▶ **HOW TO COMPLETE THIS TASK**:
Your task is to transcribe the lines from the start of the data below through the line containing "Study the scene above and determine whether any bare", inclusive, exactly as they stand and without the pictures.

▶ **DATASET ENTRIES**:
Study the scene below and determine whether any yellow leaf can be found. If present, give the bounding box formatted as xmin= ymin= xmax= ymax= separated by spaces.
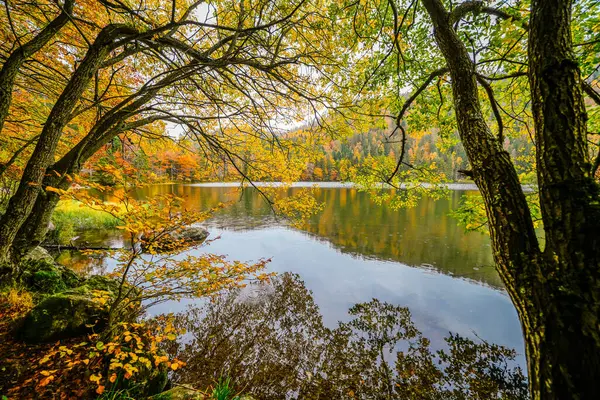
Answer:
xmin=109 ymin=373 xmax=117 ymax=383
xmin=39 ymin=375 xmax=55 ymax=387
xmin=90 ymin=373 xmax=102 ymax=383
xmin=170 ymin=362 xmax=179 ymax=371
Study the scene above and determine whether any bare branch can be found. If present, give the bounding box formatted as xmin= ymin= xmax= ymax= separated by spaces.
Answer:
xmin=390 ymin=67 xmax=449 ymax=139
xmin=476 ymin=74 xmax=504 ymax=144
xmin=449 ymin=1 xmax=526 ymax=28
xmin=583 ymin=81 xmax=600 ymax=106
xmin=385 ymin=67 xmax=448 ymax=182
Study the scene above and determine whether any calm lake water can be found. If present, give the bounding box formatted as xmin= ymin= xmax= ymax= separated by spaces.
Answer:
xmin=58 ymin=183 xmax=525 ymax=368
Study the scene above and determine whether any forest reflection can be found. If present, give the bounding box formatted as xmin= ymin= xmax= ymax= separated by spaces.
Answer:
xmin=166 ymin=273 xmax=527 ymax=400
xmin=132 ymin=185 xmax=500 ymax=287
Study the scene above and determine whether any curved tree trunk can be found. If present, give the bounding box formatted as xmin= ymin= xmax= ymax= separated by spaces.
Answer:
xmin=11 ymin=69 xmax=187 ymax=259
xmin=0 ymin=24 xmax=135 ymax=266
xmin=11 ymin=118 xmax=164 ymax=258
xmin=421 ymin=0 xmax=600 ymax=398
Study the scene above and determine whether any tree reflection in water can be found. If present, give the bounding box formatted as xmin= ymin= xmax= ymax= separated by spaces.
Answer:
xmin=167 ymin=273 xmax=527 ymax=399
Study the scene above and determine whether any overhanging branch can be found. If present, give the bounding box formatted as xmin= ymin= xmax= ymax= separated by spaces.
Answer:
xmin=389 ymin=67 xmax=449 ymax=140
xmin=386 ymin=67 xmax=448 ymax=182
xmin=449 ymin=1 xmax=526 ymax=28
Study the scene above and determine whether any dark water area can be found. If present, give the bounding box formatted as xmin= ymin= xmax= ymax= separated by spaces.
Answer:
xmin=57 ymin=183 xmax=525 ymax=369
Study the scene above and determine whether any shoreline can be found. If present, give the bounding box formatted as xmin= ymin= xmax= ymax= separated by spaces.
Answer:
xmin=185 ymin=181 xmax=536 ymax=191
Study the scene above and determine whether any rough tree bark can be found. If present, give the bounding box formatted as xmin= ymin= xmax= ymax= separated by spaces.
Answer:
xmin=527 ymin=0 xmax=600 ymax=398
xmin=0 ymin=24 xmax=136 ymax=266
xmin=10 ymin=67 xmax=190 ymax=259
xmin=421 ymin=0 xmax=600 ymax=398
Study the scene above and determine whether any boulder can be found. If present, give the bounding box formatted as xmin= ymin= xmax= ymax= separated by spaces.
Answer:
xmin=150 ymin=385 xmax=204 ymax=400
xmin=171 ymin=226 xmax=209 ymax=244
xmin=22 ymin=246 xmax=54 ymax=264
xmin=19 ymin=249 xmax=82 ymax=293
xmin=19 ymin=291 xmax=110 ymax=343
xmin=142 ymin=226 xmax=209 ymax=253
xmin=149 ymin=383 xmax=256 ymax=400
xmin=19 ymin=274 xmax=133 ymax=343
xmin=83 ymin=274 xmax=121 ymax=293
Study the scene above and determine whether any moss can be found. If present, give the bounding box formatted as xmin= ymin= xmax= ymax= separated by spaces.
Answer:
xmin=30 ymin=268 xmax=66 ymax=293
xmin=19 ymin=292 xmax=110 ymax=343
xmin=150 ymin=386 xmax=204 ymax=400
xmin=16 ymin=270 xmax=144 ymax=343
xmin=85 ymin=275 xmax=121 ymax=293
xmin=19 ymin=258 xmax=83 ymax=294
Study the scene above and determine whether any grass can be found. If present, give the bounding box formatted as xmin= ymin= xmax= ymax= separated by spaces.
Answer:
xmin=49 ymin=200 xmax=123 ymax=244
xmin=52 ymin=200 xmax=122 ymax=231
xmin=212 ymin=377 xmax=241 ymax=400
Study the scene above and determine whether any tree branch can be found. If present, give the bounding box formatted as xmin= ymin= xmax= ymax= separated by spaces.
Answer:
xmin=583 ymin=81 xmax=600 ymax=106
xmin=389 ymin=67 xmax=449 ymax=140
xmin=386 ymin=68 xmax=448 ymax=182
xmin=449 ymin=1 xmax=525 ymax=27
xmin=0 ymin=0 xmax=75 ymax=135
xmin=0 ymin=135 xmax=40 ymax=177
xmin=476 ymin=74 xmax=504 ymax=144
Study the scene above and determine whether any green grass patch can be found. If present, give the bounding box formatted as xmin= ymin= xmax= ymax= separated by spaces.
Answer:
xmin=52 ymin=200 xmax=122 ymax=235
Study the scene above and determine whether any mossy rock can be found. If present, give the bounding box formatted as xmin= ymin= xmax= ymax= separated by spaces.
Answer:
xmin=80 ymin=275 xmax=141 ymax=312
xmin=172 ymin=226 xmax=209 ymax=244
xmin=82 ymin=275 xmax=121 ymax=293
xmin=151 ymin=385 xmax=205 ymax=400
xmin=18 ymin=250 xmax=83 ymax=294
xmin=151 ymin=386 xmax=257 ymax=400
xmin=18 ymin=272 xmax=142 ymax=343
xmin=19 ymin=292 xmax=109 ymax=343
xmin=60 ymin=275 xmax=122 ymax=297
xmin=143 ymin=226 xmax=209 ymax=253
xmin=22 ymin=246 xmax=54 ymax=264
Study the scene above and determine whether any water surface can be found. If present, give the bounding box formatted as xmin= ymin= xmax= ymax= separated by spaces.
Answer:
xmin=59 ymin=183 xmax=525 ymax=366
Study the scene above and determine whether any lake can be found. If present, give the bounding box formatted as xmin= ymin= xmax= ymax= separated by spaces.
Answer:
xmin=58 ymin=183 xmax=526 ymax=368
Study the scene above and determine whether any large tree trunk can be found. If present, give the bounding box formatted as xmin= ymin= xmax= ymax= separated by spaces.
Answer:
xmin=421 ymin=0 xmax=600 ymax=398
xmin=0 ymin=24 xmax=135 ymax=266
xmin=527 ymin=0 xmax=600 ymax=398
xmin=11 ymin=115 xmax=163 ymax=259
xmin=10 ymin=70 xmax=181 ymax=259
xmin=11 ymin=143 xmax=105 ymax=258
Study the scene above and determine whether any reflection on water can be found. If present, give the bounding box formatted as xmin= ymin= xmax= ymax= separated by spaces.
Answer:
xmin=57 ymin=184 xmax=525 ymax=369
xmin=165 ymin=273 xmax=528 ymax=400
xmin=131 ymin=184 xmax=498 ymax=287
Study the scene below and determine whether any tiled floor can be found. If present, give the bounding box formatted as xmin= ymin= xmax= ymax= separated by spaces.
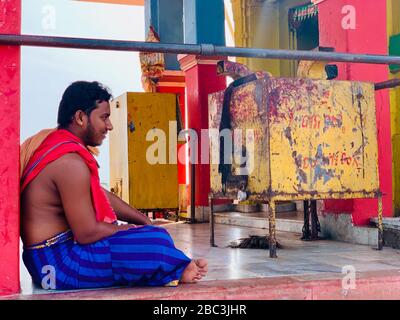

▶ **RESULT BELOW**:
Study the scene below and determine whether any yellow leaf can be found. If present, give the bounding box formatted as xmin= ymin= xmax= ymax= separated by spaces.
Answer:
xmin=109 ymin=373 xmax=117 ymax=383
xmin=39 ymin=375 xmax=55 ymax=387
xmin=90 ymin=373 xmax=102 ymax=383
xmin=170 ymin=362 xmax=179 ymax=371
Study the scene above and determine whether any bare branch can be found. If present, give the bounding box formatted as xmin= ymin= xmax= ymax= separated by spaces.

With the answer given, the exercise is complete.